Render the lines below as a JSON list of strings, one string per line, skipping blank lines and leaving out the pictures.

### Excerpted records
==============================

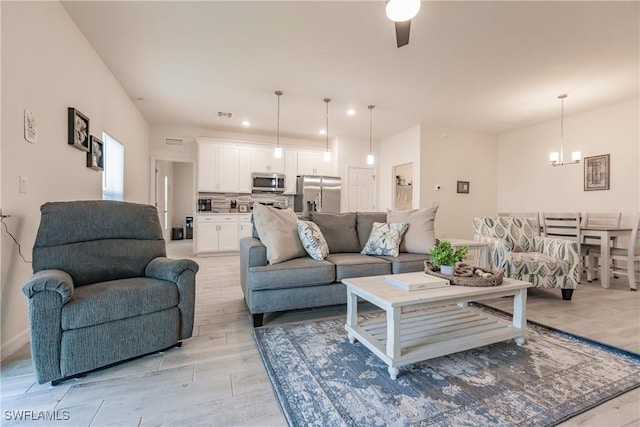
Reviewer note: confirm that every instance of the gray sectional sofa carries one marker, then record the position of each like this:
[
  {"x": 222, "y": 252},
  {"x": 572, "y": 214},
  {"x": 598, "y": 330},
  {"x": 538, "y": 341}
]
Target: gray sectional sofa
[{"x": 304, "y": 282}]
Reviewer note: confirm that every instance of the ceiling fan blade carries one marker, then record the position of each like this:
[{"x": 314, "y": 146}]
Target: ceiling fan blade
[{"x": 402, "y": 32}]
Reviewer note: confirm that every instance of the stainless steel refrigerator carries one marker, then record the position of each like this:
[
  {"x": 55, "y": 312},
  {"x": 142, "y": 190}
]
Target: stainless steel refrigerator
[{"x": 317, "y": 193}]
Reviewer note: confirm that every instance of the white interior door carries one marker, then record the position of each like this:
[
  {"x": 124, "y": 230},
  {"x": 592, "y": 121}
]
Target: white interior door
[{"x": 362, "y": 189}]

==============================

### Finished exercise
[
  "Reviewer note: confirm that every instance of the gray sectional sofa carries one marker, then record the position of each like this:",
  "[",
  "  {\"x\": 222, \"y\": 252},",
  "  {\"x\": 572, \"y\": 214},",
  "  {\"x\": 598, \"y\": 330},",
  "  {\"x\": 538, \"y\": 341}",
  "]",
  "Target: gray sectional sofa",
  "[{\"x\": 304, \"y\": 282}]",
  "Reviewer note: confirm that every instance of the ceiling fan blade carries one marker, then record the position of each like this:",
  "[{\"x\": 314, \"y\": 146}]",
  "Target: ceiling fan blade",
  "[{\"x\": 402, \"y\": 32}]",
  "Reviewer note: confirm that every instance of the stainless steel refrigerator carries one marker, then record the position of each like this:",
  "[",
  "  {\"x\": 55, \"y\": 312},",
  "  {\"x\": 142, \"y\": 190}",
  "]",
  "Target: stainless steel refrigerator",
  "[{\"x\": 317, \"y\": 193}]",
  "Reviewer note: confirm that every instance of the white interior door carries one marker, then record the position of each like this:",
  "[",
  "  {\"x\": 124, \"y\": 230},",
  "  {\"x\": 592, \"y\": 121}",
  "]",
  "Target: white interior door",
  "[{\"x\": 362, \"y\": 189}]"
]